By Kim Voynar Voynar@moviecitynews.com

Apparently, It’s Not Just Natalie Portman Who’s Having Sex Outside of Marriage …

Is it really easier than ever for 20-something guys to get sex with no strings attached? And even if it is, is that necessarily a problem?

“A heterosexual community can be analyzed as a marketplace in which men seek to acquire sex from women by offering other resources in exchange. Societies will therefore define gender roles as if women are sellers and men buyers of sex.” — from the Abstract for the article Sexual Economics: Sex as Female Resource for Social Exchange in Heterosexual Interactions, authors Roy F. Baumeister and Kathleen D. Vohs

I came across a link to the above article, published in the journal Personality and Social Psychology Review, while I was reading this Slate piece by Mark Regnerus about how today’s young men, while “failing in life,” are not failing to get laid.

I found the Slate piece interesting and … well, depressing, in the way in which it reduces sex, which to me should be something (usually) intimate and (always) passionate — even if it’s a one-nighter — down to a purely economic exchange of values. I mean, I get the theory behind it, sure, but I also think that theory is inherently sexist in that it assumes that men want sex MORE than women do, which may be the case for some men and some women but is certainly not a universal truth.

Nonetheless, here’s how the Slate piece more or less breaks it down:

A) In times when women outnumber men (assuming that women are competing with each other for that smaller number of men and not just buying a good, reliable vibrator instead), men become an increasingly desirable commodity;

B) This shifts the balance of power between the sexes, essentially shifting the power structure of the bartering value of sex acts, meaning that men have to exchange less of perceived value (primarily commitment to an exclusive relationship, engagement, marriage, and children … although for some women what they want in exchange is more material) in order to obtain sex from women;

C) When this happens, young women are forced to engage in more casual sex outside the context of a committed relationship in order to gain the value of having any sort of relationship, committed or not, and are willing to entertain the possibility of a wider array of sex acts that men are likely to find more appealing.

D) In order words, what your grandmother told you was true: Men don’t need to buy the cow when they can get the milk for free. When the balance of sexual power has shifted to the male side of the equation, we see more short term relationships, casual hookups, more couples living together long term rather than getting married.

##########

● **Directive a**
In the records below, find every line that contains the string "cracked" and copy each one. Matching is case-sensitive.

##########

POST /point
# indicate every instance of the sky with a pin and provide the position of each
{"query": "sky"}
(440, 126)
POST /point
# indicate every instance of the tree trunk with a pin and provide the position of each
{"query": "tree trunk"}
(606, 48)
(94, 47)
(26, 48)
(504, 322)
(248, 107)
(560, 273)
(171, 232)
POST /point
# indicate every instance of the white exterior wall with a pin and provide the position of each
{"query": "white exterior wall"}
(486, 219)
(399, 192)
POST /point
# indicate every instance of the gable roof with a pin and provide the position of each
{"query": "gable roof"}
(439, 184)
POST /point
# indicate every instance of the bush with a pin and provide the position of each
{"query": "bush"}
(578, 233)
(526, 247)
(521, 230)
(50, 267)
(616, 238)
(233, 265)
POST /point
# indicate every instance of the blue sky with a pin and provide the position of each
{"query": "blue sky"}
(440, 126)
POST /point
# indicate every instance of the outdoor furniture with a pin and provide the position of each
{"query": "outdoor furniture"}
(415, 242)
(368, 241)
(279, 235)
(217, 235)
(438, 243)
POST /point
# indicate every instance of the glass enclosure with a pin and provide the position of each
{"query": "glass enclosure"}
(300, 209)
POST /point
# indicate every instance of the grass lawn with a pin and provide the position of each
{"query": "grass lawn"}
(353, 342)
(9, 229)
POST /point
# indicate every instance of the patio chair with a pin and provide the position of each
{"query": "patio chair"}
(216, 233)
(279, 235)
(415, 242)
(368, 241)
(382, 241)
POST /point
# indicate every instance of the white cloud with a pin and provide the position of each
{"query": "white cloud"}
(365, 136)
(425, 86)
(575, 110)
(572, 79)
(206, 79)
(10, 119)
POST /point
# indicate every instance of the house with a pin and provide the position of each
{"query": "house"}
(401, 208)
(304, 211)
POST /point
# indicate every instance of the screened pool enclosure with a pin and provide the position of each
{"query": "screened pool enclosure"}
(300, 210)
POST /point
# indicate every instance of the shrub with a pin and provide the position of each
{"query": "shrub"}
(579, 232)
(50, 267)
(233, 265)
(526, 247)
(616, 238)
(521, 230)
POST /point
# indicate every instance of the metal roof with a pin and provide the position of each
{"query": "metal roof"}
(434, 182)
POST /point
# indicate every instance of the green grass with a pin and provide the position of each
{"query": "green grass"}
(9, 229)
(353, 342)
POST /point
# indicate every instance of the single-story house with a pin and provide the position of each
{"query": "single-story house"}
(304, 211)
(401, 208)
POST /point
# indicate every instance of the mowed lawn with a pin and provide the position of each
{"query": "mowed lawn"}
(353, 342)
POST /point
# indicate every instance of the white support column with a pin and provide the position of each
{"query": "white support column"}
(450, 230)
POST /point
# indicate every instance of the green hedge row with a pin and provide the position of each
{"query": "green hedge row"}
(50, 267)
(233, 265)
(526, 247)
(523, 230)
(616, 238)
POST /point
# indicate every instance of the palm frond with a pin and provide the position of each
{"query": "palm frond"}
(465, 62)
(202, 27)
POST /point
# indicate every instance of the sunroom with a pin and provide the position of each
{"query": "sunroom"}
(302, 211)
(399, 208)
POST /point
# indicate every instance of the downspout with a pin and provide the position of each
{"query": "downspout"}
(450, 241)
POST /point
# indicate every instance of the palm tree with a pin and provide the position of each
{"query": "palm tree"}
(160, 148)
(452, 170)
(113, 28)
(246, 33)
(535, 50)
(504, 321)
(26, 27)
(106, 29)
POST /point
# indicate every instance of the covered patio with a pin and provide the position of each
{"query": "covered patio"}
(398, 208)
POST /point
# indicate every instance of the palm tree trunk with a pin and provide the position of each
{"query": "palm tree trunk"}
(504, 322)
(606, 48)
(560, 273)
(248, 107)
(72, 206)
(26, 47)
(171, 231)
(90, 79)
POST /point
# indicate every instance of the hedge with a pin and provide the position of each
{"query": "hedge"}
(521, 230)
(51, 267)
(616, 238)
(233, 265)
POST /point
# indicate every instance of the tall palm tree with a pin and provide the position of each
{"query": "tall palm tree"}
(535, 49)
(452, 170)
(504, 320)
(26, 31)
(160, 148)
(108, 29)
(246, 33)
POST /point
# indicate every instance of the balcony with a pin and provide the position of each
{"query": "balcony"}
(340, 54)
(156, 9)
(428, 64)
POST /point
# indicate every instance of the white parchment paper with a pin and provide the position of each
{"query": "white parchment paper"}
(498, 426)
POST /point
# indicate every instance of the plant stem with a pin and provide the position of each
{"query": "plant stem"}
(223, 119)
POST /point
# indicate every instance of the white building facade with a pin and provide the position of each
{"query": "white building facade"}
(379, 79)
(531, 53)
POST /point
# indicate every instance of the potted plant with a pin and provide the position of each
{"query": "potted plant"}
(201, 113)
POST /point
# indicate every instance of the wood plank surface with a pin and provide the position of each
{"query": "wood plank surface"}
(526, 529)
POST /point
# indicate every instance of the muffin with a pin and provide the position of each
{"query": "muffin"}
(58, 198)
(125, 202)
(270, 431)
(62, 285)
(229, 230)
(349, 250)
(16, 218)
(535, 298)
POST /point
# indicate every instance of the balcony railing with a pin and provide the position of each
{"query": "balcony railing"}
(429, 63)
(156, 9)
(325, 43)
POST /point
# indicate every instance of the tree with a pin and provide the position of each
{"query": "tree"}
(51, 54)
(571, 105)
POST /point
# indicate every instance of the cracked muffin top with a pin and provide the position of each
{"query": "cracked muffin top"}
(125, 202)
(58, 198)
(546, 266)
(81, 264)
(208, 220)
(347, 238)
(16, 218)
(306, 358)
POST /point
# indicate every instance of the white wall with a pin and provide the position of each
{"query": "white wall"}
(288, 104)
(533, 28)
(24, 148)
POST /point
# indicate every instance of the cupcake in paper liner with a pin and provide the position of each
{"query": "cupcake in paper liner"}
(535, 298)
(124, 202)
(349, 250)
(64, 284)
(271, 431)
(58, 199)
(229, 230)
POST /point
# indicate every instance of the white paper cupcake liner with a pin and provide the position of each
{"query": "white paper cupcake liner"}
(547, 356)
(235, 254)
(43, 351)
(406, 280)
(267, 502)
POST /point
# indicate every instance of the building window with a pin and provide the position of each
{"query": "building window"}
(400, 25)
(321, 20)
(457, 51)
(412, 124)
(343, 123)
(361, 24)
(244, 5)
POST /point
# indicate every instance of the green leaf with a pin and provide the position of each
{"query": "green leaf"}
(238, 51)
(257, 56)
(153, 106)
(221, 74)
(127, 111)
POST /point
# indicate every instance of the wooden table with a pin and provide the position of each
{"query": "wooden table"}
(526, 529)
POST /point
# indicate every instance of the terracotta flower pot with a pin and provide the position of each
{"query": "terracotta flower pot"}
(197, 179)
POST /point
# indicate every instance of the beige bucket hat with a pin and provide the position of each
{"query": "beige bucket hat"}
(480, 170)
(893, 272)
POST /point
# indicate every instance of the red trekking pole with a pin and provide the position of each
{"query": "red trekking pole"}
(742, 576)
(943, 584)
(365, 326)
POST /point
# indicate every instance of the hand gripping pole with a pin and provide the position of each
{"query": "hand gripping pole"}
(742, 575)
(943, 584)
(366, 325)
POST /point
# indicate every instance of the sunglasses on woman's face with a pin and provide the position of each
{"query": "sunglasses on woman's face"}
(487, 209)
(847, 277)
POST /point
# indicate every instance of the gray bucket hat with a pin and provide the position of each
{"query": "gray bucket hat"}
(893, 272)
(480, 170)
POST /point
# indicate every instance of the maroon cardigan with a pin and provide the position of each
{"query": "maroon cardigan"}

##########

● **Directive b**
According to the piece on sexual economics, in which journal was the article by Baumeister and Vohs published?

● **Complete answer a**
# indicate every instance of the cracked muffin top with a pin and provide the position of each
{"query": "cracked muffin top"}

● **Complete answer b**
Personality and Social Psychology Review.